Welche Leistungsklassen umfassen die Simulationsmodelle von Windenergieanlagen, die im Textauszug zur Anlagenregelung genannt werden?

- **Zitierter Textauszug**
════

Anlagenbetrieb: Mit Regelung läuft es

Ein Regler oder eine Steuerung ist eine essenzielle Anlagenkomponente. Bei modernen Windenergieanlagen ist ein stabiler Betrieb ohne Regler gar nicht möglich.

Als wissenschaftlicher Mitarbeiter am Fraunhofer IWES arbeite ich im Bereich Regelungstechnik für Windenergieanlagen (WEA). Dazu gehört die Entwicklung von WEA-Reglern, also das Aufstellen von Anforderungen, die Implementierung und letztlich die Validierung. In meiner ersten Arbeitswoche habe ich zu diesem Thema zunächst Literatur recherchiert. Mittlerweile entwickeln wir am IWES unsere eigene Toolbox und einen modularen Regler speziell für WEA. Die Modularität erleichtert es, Veränderungen einzubauen und macht den WEA-Regler flexibel hinsichtlich der Regelstrategien, indem Komponenten einfach ausgetauscht werden können. Der WEA-Regler kann somit schnell an neue Anforderungen angepasst und für unsere Forschung eingesetzt werden.

Regler zählen zu den wichtigen Komponenten einer WEA, im Allgemeinen wird aber wenig über ihre konkreten Eigenschaften gesprochen. Ich selbst finde Regler faszinierend, da dort alles zusammenläuft: Als zentrale Einheit verarbeitet der Regler alle Informationen des aktuellen Betriebszustands und der Umgebung der WEA. Er berechnet auf Basis des Anlagenverhaltens, wie die Reaktion der WEA auf veränderte Bedingungen sein soll, sodass eine optimale Energieausbeute erzielt und nichts beschädigt wird. Normalerweise geschieht das Eingreifen des Reglers dann durch eine Anpassung des Pitch-Winkels, des Drehmoments am Generator. An einen Regler werden hohe Erwartungen gestellt: Er muss jederzeit einwandfrei funktionieren – unter allen Gegebenheiten -, und darf nicht ausfallen. Genauer gesagt, sollen situationsbedingte Ausfälle vermieden werden, denn sie können zu einer Instabilität des Betriebs führen und Schäden an der Anlage verursachen. Hieraus ergeben sich spannende Fragen der Regelungstechnik wie z.B. „Wie sieht der optimale Betrieb aus?“, „Welche Dynamik kann ich erreichen?“, „Wie hoch ist die Robustheit?“. Die Suche nach den richtigen Antworten kann auch mal Kopfzerbrechen bereiten, denn falls der Regler nicht funktioniert, versuchen wir schnellstmöglich eine Lösung zu finden.

Meine Kolleg*innen am Dynamic Nacelle Testing Laboratory (DyNaLab) arbeiten mit mir gemeinsam an konkreten Lösungen mit Simulationsmodellen von WEA verschiedenster Leistungsklassen von 2,5 Megawatt (MW) bis zu 15 MW. Jede dieser Anlagen benötigt einen Regler, der einen stabilen Betrieb garantiert. Durch eine automatisierte Analyse des jeweiligen WEA-Modells, der Betriebsparameter und der Regler-Einstellung wird die Konfiguration für jede WEA bestimmt. In der Grafik ist der Erstell- und Anwendungsprozess für den IWES WEA-Regler dargestellt. Dieser deckt unsere Forschungsaktivitäten im Bereich Simulation am DyNaLab ab, die sich über standardisierte Anlagensimulationen bis hin zur Optimierung eines gesamten Windparks erstrecken.

════

(Einträge mit Zeigeangaben)
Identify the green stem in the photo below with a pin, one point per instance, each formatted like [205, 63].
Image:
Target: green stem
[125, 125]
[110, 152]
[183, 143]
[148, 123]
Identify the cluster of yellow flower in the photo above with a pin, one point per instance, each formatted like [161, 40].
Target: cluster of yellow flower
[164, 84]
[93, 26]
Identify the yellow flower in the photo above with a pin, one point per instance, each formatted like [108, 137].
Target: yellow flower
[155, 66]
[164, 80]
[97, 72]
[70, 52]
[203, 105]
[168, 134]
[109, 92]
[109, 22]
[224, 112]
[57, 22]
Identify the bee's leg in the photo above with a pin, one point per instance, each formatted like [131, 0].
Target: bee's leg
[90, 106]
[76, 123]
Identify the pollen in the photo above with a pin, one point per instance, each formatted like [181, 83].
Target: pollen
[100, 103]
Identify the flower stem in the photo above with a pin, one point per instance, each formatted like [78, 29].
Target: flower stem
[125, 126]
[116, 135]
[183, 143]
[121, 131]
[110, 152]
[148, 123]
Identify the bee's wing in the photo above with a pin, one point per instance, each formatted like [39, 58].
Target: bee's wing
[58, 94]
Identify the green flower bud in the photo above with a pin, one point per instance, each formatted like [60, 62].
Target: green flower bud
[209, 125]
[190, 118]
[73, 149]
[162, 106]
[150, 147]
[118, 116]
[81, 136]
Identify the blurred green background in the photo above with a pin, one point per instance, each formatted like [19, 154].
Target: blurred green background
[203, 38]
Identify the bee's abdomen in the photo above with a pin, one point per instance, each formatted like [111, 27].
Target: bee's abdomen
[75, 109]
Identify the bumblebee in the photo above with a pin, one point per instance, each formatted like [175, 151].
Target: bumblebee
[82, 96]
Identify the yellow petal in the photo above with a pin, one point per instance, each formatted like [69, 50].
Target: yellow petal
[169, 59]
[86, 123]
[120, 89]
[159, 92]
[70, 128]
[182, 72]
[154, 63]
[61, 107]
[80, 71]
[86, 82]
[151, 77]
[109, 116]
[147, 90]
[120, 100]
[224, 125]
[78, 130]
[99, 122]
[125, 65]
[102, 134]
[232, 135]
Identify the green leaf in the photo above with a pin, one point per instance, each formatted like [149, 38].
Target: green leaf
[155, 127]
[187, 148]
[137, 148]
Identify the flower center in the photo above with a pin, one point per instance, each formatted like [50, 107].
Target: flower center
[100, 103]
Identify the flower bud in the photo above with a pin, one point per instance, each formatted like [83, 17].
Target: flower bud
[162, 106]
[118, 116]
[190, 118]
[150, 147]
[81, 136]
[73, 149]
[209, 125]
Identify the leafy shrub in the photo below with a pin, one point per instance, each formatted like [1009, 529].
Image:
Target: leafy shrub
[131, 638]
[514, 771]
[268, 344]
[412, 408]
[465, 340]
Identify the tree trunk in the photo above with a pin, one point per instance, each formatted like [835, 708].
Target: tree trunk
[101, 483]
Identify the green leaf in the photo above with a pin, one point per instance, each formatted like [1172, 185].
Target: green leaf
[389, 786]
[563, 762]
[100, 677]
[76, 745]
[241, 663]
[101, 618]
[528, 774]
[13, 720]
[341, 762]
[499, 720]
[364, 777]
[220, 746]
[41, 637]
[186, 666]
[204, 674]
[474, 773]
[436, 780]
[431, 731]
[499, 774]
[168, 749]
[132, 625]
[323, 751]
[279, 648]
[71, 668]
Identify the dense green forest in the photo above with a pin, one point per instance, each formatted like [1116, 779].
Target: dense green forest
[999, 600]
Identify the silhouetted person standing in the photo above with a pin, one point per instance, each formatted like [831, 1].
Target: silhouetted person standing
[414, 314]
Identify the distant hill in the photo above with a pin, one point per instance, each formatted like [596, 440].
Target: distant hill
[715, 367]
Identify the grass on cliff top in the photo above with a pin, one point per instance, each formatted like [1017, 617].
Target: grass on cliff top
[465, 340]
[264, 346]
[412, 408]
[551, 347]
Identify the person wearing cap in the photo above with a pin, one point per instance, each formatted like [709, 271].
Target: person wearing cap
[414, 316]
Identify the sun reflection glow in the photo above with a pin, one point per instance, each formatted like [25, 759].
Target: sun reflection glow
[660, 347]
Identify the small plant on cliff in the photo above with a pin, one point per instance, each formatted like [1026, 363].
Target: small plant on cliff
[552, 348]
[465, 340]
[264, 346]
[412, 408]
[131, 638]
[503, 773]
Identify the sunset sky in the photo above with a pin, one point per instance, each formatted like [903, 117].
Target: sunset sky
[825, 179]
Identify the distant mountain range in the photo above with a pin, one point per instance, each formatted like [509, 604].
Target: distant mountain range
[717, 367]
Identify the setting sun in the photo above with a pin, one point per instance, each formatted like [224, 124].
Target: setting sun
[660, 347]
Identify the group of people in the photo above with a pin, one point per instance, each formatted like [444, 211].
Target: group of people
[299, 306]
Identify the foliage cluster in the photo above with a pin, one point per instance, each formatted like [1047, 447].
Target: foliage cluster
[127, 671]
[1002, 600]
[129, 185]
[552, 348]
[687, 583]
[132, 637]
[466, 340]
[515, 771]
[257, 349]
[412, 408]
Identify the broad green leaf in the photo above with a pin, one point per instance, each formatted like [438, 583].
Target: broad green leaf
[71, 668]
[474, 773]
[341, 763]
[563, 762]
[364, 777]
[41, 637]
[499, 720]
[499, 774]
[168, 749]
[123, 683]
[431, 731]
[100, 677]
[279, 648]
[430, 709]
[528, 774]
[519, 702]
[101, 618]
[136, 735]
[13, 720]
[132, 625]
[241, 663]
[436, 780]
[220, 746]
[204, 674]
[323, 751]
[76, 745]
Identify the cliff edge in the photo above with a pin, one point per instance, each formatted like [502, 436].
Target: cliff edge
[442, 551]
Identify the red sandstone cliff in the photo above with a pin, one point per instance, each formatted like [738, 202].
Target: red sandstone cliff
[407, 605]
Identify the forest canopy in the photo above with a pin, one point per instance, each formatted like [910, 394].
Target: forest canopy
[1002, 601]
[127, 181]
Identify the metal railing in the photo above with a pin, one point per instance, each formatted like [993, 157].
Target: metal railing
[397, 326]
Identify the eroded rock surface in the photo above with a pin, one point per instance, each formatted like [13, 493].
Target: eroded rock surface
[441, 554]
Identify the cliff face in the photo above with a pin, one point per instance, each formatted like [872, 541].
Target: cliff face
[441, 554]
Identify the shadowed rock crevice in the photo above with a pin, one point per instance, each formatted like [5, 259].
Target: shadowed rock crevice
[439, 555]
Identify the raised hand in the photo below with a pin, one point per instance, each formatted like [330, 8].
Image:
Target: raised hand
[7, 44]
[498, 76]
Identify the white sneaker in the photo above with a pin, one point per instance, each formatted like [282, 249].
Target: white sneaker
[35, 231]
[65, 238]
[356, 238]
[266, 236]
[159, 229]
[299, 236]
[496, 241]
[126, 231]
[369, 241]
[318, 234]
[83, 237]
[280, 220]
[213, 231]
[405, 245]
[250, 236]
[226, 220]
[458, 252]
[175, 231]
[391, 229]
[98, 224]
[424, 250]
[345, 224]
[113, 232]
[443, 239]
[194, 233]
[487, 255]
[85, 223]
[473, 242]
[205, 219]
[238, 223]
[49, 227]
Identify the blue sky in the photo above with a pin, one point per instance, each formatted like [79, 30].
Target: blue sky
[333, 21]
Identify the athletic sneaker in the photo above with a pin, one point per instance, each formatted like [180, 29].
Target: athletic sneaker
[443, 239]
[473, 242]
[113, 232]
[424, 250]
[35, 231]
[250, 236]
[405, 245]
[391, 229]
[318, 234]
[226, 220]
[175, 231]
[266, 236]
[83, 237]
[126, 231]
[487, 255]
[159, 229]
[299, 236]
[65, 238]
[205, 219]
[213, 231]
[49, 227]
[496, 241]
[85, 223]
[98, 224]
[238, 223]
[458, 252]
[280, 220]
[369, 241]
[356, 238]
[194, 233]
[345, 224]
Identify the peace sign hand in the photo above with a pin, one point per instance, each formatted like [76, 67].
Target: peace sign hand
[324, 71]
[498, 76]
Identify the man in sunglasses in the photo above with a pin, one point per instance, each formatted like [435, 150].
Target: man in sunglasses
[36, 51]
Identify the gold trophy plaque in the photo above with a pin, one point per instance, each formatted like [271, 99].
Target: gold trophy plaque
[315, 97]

════

- **Vollständige Antwort**
Von 2,5 Megawatt bis zu 15 Megawatt.